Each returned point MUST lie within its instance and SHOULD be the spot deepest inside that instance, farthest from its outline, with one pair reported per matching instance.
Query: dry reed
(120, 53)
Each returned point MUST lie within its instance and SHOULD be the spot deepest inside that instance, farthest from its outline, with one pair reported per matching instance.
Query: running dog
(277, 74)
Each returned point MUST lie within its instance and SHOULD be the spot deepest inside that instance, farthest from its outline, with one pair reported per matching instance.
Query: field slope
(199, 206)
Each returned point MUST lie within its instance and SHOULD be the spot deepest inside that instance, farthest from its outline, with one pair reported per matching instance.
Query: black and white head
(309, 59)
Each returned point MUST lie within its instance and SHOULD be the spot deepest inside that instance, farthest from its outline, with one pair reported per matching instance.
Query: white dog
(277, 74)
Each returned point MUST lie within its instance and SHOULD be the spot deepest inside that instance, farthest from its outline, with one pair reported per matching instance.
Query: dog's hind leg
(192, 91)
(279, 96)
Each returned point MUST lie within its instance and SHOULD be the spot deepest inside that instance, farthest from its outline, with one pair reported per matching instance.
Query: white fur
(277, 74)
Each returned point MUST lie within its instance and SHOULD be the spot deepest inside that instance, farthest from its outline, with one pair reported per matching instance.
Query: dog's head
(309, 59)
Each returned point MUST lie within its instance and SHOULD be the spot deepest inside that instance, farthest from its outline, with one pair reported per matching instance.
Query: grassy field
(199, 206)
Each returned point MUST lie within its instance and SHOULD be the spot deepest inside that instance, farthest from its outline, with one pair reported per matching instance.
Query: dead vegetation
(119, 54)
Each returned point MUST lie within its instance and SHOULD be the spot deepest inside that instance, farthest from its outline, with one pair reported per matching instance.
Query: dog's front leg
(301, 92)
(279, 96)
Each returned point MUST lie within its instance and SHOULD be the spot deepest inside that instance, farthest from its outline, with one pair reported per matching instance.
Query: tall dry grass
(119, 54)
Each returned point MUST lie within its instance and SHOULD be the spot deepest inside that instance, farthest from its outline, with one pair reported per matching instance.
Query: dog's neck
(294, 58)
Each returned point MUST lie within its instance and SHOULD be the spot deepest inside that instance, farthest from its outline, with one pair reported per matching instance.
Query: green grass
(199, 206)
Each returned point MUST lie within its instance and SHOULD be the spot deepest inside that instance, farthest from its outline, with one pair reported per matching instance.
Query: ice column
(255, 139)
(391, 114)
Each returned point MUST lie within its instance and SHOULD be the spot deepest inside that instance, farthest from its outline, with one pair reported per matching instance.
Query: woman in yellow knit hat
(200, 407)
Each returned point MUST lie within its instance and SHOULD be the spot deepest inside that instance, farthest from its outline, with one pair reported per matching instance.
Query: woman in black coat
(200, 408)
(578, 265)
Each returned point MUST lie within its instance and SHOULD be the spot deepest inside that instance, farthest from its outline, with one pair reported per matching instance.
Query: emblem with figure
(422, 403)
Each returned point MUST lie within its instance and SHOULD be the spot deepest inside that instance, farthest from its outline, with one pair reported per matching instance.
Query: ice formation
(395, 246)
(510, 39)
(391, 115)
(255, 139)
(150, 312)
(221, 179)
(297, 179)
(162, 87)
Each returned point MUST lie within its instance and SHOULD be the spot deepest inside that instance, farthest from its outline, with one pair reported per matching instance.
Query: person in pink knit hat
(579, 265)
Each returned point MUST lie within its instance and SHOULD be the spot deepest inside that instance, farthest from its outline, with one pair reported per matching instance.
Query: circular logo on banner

Problem details
Please report how many lines in the listing above contain the word "head", giving only the number.

Exercise response
2